A 75-year-old rock legend’s recent reported heart valve surgery has put the spotlight on one of the decade’s top heart care advances .

The transcatheter aortic valve replacement procedure, more commonly called TAVR (pronounced tavver), presents an option for people with severe aortic valve disease to live a longer, fuller life. Many of those people are in their 70s, 80s and 90s.

“Eight or 10 years ago, we didn’t have much hope for people with severe degenerative valve disease whose health made open heart surgery prohibitive,” says Saeb Khoury, MD, interventional cardiologist with St. Elizabeth Healthcare. “We would treat their symptoms, and they would pass away in a year or two.”

The aortic valve is the gateway through which the heart pumps blood into the aorta, to be carried to the brain and the rest of the body. When calcium builds up over time to narrow the valve, the heart has to work harder and blood flow decreases. As the narrowing becomes more severe, a person may experience chest pain, short of breath and extreme fatigue.

Point-per-instance localization data
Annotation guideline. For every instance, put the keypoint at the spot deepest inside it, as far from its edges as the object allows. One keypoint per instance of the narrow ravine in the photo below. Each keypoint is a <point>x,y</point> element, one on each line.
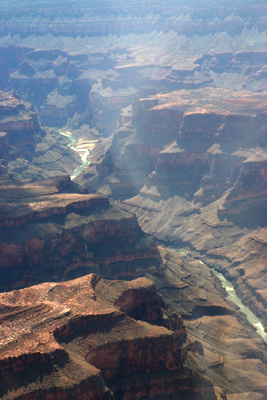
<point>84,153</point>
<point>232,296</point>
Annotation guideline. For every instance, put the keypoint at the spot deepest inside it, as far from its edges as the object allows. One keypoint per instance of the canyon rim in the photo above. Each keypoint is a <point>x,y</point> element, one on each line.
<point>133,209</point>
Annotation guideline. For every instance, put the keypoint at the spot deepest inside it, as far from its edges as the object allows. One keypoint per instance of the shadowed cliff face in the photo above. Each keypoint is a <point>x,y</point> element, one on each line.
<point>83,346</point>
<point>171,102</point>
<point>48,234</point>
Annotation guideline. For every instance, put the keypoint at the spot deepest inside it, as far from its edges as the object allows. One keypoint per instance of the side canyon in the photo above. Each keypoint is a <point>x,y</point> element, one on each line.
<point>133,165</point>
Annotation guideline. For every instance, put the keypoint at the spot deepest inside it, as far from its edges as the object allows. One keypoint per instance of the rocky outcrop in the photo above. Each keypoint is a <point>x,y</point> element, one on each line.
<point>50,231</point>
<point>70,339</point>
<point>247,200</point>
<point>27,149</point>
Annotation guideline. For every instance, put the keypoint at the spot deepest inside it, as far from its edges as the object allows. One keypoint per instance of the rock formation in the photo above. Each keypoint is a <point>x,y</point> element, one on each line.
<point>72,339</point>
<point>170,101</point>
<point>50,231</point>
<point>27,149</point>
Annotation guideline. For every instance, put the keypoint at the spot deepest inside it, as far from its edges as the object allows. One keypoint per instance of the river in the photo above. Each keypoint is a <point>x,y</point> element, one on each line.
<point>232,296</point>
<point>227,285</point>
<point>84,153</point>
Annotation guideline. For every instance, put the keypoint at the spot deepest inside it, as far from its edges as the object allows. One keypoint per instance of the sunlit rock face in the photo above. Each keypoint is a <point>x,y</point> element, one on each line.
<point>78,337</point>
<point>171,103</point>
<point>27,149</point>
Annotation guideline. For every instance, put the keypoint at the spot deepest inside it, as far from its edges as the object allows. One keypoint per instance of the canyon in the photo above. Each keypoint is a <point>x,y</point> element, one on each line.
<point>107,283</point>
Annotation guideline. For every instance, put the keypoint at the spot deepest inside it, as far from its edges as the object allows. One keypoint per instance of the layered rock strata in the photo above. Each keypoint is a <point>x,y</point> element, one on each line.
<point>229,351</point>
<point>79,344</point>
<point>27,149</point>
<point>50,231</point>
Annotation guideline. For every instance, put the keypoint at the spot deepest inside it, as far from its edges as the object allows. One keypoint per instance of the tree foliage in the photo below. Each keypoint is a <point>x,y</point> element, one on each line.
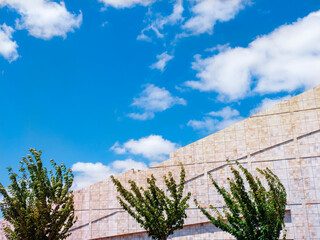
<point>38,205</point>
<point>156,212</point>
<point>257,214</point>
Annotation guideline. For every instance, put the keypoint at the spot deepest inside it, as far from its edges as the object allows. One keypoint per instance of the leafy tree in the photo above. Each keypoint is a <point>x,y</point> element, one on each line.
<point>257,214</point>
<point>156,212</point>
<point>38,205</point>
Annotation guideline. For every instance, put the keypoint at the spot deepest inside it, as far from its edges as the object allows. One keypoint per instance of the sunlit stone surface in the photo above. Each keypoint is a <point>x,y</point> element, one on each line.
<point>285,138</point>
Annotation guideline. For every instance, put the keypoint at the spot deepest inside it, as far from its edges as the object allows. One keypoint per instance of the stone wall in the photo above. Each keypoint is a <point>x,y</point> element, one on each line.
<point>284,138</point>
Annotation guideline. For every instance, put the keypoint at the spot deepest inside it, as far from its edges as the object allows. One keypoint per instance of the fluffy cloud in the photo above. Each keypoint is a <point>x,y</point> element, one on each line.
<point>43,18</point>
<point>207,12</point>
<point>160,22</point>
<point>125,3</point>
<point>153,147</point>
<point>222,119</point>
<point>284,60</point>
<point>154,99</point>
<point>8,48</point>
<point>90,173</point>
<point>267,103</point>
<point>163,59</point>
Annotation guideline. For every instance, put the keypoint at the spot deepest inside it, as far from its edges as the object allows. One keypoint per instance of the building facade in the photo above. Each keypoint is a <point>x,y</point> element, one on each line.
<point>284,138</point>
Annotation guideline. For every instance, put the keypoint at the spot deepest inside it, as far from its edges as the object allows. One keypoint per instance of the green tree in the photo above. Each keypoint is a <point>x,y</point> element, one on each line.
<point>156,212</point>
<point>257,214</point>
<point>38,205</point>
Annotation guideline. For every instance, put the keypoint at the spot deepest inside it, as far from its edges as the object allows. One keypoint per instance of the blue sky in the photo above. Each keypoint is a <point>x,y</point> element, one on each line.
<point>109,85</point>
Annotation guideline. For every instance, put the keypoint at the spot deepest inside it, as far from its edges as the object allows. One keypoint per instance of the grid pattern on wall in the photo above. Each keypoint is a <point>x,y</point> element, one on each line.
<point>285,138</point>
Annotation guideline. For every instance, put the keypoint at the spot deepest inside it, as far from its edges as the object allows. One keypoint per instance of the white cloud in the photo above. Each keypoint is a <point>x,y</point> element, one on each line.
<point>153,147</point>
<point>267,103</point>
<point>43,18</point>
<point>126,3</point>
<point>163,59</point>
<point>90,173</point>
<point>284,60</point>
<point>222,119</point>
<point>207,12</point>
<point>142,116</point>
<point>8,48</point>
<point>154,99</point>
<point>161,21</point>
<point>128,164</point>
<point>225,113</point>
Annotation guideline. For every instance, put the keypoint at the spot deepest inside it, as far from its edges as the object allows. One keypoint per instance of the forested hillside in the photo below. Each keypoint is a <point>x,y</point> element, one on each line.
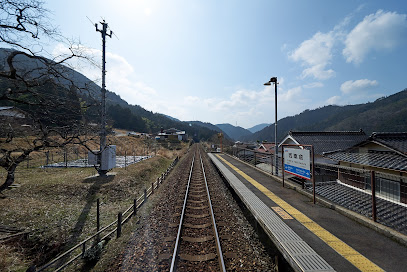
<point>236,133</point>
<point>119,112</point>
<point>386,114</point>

---

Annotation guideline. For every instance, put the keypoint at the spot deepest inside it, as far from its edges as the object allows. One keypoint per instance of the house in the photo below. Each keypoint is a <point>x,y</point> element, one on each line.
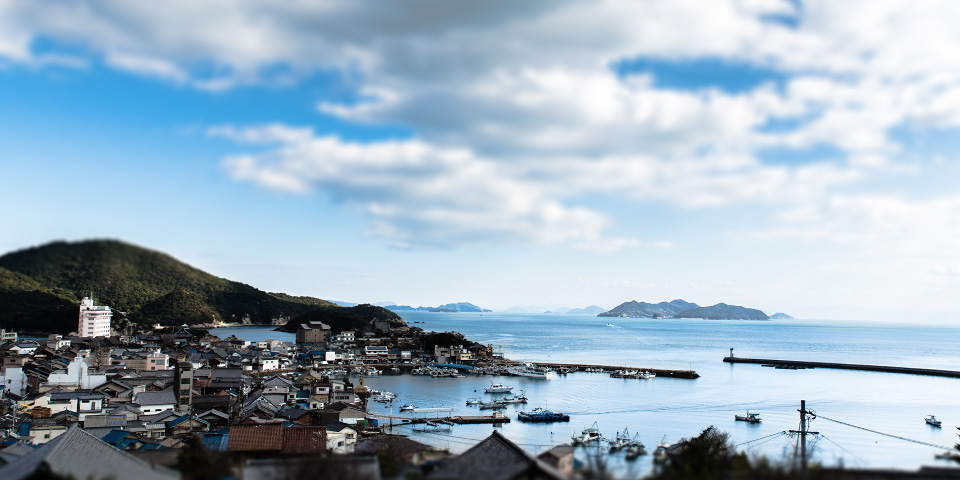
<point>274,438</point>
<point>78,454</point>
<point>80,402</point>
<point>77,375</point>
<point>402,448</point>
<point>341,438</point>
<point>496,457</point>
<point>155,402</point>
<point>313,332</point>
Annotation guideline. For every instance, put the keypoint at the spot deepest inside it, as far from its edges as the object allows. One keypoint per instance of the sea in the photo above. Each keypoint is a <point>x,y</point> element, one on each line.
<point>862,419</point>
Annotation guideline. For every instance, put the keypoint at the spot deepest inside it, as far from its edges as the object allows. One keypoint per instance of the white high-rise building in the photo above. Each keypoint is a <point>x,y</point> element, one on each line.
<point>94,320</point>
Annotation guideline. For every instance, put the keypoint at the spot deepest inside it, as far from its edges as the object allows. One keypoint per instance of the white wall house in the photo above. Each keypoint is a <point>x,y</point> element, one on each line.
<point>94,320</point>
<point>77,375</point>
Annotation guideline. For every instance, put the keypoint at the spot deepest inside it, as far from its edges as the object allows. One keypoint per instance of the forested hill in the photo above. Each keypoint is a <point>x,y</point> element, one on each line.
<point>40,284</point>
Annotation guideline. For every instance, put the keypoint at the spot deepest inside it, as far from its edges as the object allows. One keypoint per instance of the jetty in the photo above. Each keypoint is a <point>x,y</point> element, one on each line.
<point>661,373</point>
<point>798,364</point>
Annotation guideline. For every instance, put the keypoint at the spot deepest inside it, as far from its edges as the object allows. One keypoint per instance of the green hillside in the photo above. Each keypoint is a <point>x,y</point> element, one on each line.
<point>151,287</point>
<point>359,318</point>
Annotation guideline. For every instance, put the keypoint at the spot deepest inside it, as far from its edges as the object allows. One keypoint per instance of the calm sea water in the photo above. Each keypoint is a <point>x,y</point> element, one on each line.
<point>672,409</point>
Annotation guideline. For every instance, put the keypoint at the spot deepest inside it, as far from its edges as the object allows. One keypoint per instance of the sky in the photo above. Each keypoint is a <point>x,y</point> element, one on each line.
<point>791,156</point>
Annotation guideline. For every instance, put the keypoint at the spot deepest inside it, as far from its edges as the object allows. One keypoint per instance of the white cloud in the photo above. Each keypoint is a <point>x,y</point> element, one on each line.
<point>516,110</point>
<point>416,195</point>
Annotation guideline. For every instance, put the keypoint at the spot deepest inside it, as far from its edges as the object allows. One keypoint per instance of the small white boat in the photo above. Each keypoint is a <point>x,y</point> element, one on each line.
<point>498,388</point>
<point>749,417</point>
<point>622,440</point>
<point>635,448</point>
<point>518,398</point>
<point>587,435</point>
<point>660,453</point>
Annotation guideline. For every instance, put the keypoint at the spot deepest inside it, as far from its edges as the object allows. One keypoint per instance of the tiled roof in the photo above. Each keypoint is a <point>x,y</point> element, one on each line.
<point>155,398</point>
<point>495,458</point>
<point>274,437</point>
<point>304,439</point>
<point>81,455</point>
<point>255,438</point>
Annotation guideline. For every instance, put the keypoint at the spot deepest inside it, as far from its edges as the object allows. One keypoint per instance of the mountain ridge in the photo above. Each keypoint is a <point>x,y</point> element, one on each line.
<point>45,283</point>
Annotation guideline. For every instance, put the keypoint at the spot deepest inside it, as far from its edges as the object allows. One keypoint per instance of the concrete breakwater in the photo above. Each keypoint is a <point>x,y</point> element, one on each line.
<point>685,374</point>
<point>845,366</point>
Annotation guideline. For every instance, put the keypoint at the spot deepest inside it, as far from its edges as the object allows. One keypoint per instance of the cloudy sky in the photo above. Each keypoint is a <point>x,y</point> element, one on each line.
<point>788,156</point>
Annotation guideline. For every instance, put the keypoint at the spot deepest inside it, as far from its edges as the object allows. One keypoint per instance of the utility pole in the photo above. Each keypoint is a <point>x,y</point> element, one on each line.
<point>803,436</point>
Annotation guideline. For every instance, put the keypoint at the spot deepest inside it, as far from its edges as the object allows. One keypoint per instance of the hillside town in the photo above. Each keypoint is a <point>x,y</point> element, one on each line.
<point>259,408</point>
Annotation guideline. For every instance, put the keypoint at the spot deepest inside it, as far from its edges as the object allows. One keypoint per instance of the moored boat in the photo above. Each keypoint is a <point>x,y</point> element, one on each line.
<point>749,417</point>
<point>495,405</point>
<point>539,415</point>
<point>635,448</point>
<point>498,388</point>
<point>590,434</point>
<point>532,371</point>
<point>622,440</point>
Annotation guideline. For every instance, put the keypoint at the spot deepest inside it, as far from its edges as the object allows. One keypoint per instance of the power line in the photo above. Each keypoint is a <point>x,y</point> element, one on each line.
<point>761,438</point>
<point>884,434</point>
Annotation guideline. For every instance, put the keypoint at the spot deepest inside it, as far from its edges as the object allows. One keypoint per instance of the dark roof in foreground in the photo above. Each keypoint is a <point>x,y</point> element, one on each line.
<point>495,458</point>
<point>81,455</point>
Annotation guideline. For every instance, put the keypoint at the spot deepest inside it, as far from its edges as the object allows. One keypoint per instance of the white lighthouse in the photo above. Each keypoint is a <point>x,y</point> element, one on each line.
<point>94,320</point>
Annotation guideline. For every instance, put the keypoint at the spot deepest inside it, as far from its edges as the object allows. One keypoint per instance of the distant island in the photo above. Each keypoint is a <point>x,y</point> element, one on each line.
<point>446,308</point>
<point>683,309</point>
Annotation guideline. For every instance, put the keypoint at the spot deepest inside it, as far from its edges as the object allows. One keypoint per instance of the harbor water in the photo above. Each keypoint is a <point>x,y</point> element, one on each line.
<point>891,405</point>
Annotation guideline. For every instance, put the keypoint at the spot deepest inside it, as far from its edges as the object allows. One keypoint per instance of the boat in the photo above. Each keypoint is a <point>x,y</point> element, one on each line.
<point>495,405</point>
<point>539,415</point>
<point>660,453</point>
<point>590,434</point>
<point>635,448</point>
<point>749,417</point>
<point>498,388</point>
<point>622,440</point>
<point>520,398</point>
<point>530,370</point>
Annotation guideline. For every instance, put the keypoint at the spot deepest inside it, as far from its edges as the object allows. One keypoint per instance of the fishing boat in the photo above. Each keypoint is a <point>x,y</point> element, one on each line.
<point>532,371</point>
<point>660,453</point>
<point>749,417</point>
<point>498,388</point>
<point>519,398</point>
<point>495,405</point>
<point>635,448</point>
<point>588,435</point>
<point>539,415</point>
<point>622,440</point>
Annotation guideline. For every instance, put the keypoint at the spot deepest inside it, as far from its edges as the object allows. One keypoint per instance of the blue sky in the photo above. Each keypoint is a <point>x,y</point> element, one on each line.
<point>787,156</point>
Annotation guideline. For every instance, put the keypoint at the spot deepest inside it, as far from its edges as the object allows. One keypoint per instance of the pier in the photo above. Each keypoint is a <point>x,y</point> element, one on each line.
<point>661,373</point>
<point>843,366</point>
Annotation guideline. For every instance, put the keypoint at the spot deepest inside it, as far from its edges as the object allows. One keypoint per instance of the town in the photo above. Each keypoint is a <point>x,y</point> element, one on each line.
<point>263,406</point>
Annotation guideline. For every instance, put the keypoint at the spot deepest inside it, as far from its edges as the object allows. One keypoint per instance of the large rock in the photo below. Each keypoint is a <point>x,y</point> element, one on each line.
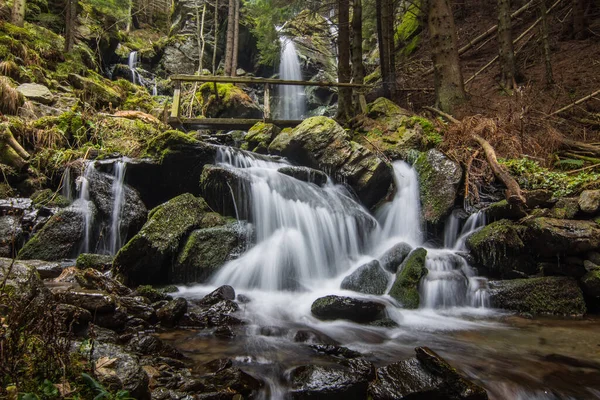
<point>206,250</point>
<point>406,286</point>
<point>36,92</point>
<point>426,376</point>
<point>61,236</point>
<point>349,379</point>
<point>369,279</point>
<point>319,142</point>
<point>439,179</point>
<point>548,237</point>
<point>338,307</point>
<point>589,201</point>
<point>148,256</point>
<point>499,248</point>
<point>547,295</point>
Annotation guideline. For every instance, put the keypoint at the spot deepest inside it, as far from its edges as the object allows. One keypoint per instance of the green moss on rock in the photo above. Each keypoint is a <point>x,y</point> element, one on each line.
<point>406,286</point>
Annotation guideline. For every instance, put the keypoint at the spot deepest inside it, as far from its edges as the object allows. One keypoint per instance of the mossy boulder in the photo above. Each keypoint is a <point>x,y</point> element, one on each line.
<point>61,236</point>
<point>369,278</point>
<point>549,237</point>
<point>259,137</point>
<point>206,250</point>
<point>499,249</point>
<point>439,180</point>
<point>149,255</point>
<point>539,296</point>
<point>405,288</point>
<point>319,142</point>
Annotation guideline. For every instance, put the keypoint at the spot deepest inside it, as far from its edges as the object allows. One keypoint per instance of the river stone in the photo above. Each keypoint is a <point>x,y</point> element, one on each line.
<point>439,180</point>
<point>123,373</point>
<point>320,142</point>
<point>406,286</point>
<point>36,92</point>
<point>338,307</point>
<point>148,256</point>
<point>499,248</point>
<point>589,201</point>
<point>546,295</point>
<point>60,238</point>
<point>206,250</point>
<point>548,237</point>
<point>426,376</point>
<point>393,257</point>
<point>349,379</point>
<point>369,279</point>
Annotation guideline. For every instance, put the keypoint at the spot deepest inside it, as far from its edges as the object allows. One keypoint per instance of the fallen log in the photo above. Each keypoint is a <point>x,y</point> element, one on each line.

== ACTIVITY ==
Write out the full passage on TAVR heart valve replacement from above, word for word.

== RESPONSE TO THE EXERCISE ==
A 75-year-old rock legend’s recent reported heart valve surgery has put the spotlight on one of the decade’s top heart care advances .

The transcatheter aortic valve replacement procedure, more commonly called TAVR (pronounced tavver), presents an option for people with severe aortic valve disease to live a longer, fuller life. Many of those people are in their 70s, 80s and 90s.

“Eight or 10 years ago, we didn’t have much hope for people with severe degenerative valve disease whose health made open heart surgery prohibitive,” says Saeb Khoury, MD, interventional cardiologist with St. Elizabeth Healthcare. “We would treat their symptoms, and they would pass away in a year or two.”

The aortic valve is the gateway through which the heart pumps blood into the aorta, to be carried to the brain and the rest of the body. When calcium builds up over time to narrow the valve, the heart has to work harder and blood flow decreases. As the narrowing becomes more severe, a person may experience chest pain, short of breath and extreme fatigue.